### WRITTEN INSTRUCTION
Select each line in the entries below that contains the word "strap", and copy those lines in full.

(Location labeling records)
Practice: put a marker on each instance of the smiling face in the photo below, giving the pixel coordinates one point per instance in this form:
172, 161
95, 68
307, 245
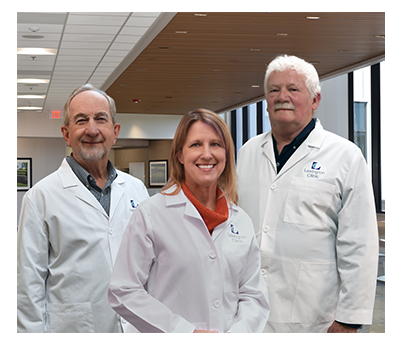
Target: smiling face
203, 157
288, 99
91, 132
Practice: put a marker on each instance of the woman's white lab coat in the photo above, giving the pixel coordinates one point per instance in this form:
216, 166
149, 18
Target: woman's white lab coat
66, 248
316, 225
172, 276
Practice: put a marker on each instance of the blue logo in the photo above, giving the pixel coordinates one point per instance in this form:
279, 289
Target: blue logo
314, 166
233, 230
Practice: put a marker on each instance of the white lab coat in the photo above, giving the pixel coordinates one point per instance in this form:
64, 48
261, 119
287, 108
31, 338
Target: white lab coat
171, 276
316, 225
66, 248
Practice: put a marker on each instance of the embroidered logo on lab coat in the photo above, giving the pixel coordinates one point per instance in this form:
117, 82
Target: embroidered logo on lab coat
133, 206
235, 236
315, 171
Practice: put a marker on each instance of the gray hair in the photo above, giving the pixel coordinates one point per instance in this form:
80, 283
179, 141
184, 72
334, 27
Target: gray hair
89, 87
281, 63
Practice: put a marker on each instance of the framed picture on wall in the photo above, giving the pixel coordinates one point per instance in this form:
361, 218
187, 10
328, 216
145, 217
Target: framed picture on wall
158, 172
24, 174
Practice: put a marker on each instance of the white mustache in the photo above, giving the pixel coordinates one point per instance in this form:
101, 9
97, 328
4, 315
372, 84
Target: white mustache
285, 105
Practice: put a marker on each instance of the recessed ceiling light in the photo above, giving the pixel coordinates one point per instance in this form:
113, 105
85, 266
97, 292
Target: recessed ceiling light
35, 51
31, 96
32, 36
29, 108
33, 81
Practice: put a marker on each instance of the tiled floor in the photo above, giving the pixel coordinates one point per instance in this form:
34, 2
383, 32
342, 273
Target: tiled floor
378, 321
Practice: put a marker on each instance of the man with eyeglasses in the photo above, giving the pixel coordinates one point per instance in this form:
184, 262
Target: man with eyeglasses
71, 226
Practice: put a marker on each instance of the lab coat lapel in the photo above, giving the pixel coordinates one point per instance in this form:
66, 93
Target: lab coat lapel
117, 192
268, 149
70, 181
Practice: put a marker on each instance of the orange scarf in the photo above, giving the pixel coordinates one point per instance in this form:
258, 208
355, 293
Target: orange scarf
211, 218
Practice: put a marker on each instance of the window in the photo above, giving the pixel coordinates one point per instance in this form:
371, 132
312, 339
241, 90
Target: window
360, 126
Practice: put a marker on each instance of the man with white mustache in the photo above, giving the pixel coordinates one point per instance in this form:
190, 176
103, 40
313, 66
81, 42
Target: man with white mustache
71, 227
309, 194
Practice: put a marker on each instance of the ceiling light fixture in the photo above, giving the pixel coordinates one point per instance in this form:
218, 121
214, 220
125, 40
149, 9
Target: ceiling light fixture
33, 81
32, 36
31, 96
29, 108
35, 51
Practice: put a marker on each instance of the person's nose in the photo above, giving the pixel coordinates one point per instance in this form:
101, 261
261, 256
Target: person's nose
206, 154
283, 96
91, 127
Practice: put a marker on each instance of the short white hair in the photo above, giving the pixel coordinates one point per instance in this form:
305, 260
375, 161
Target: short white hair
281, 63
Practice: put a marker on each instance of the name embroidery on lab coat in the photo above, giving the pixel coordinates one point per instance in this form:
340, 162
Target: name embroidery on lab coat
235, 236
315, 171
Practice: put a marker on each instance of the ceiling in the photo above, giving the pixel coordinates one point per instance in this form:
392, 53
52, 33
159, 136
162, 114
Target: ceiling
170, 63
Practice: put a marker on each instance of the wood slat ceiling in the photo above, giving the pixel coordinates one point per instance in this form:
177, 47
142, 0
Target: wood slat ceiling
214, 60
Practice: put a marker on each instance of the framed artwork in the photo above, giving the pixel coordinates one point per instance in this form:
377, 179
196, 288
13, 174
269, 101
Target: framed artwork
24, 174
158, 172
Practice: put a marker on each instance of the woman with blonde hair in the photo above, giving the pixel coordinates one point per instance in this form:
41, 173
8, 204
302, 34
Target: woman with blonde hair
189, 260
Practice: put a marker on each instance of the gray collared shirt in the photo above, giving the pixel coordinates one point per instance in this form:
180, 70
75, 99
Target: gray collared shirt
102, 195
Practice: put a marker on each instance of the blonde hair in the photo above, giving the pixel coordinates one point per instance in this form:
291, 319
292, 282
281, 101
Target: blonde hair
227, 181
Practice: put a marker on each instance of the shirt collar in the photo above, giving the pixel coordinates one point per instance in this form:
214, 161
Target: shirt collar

---

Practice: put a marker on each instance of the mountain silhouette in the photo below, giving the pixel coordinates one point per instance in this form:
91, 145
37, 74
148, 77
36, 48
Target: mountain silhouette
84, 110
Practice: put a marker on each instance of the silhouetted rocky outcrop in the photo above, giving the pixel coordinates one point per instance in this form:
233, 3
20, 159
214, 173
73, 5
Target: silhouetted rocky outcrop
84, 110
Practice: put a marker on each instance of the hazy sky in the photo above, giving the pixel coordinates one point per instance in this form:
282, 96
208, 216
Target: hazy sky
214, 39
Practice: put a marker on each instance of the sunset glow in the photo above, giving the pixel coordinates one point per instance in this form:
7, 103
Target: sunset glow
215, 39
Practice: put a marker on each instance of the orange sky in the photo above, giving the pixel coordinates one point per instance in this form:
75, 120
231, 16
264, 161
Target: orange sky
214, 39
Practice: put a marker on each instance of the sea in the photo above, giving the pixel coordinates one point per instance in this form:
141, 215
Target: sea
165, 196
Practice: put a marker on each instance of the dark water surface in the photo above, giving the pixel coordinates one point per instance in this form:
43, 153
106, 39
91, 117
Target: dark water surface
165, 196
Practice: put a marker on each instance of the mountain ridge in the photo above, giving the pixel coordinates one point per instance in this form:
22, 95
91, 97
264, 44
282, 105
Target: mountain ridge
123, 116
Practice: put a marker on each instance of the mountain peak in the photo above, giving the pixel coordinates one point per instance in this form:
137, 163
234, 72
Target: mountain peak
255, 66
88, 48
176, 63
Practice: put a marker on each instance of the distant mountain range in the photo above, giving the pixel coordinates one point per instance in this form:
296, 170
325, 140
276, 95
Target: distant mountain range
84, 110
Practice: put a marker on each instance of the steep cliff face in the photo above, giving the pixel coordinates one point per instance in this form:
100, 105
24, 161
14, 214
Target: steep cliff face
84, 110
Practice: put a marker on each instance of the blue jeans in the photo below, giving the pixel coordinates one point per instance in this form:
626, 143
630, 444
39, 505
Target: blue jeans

---

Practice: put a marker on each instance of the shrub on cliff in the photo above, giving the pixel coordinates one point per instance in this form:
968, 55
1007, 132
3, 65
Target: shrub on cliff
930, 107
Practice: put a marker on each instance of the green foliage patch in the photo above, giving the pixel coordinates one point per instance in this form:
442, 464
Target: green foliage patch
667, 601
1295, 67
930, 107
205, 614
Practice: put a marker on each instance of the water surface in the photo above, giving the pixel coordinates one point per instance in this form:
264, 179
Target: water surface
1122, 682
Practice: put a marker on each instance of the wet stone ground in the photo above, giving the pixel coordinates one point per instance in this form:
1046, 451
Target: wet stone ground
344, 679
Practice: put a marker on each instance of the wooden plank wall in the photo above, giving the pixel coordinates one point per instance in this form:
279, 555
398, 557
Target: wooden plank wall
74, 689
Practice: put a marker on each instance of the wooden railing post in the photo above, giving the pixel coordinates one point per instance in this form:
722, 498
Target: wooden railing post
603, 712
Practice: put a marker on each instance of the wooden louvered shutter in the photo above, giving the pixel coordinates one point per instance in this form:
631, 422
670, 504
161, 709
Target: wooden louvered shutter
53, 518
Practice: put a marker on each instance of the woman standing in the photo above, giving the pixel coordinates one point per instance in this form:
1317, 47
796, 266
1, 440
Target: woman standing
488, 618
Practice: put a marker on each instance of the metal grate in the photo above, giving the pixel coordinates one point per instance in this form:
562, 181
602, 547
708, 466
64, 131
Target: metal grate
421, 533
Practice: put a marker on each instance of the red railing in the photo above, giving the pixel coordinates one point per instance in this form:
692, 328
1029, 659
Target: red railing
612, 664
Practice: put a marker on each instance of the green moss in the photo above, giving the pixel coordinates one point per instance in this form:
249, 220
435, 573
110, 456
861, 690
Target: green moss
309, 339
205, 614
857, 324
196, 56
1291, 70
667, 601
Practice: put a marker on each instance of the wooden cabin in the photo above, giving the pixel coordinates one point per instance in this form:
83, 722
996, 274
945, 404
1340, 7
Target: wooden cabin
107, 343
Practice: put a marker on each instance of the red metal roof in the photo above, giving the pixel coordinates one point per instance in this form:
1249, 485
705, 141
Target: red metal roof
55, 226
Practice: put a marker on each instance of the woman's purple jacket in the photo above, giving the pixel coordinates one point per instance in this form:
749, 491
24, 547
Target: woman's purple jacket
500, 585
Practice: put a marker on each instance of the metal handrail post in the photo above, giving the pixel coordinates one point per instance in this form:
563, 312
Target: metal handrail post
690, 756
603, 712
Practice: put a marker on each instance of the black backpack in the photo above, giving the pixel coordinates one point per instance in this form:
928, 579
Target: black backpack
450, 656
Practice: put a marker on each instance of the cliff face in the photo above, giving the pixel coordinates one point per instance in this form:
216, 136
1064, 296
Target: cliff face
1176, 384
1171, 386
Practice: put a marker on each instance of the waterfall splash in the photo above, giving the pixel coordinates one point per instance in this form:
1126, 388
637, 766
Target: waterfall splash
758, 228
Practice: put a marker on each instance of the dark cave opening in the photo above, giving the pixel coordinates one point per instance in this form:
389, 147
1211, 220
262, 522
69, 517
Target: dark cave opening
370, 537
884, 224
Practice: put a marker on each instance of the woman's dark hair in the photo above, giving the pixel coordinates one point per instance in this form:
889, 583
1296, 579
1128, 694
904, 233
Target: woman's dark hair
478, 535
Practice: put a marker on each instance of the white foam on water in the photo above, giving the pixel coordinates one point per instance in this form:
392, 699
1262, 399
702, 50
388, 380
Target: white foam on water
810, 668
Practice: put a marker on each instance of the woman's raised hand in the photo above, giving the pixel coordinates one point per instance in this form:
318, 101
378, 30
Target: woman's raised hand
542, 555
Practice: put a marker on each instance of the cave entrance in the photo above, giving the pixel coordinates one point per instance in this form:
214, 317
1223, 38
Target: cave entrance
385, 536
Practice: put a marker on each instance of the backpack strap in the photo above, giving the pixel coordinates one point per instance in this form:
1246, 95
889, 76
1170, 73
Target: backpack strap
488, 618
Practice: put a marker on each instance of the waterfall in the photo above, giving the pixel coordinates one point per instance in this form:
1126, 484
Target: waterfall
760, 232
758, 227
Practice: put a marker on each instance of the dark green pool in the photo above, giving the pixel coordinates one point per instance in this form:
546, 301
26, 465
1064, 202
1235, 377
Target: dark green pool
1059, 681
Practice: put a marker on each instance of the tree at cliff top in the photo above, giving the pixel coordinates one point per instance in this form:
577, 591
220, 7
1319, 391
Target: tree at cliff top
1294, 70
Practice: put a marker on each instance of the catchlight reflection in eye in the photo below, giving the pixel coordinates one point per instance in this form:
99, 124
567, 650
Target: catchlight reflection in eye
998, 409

### WRITTEN SOLUTION
Practice: put a marker on each instance of the backpack strap in the photo above, giving the pixel coordinates one point per instance in this form:
Target: backpack strap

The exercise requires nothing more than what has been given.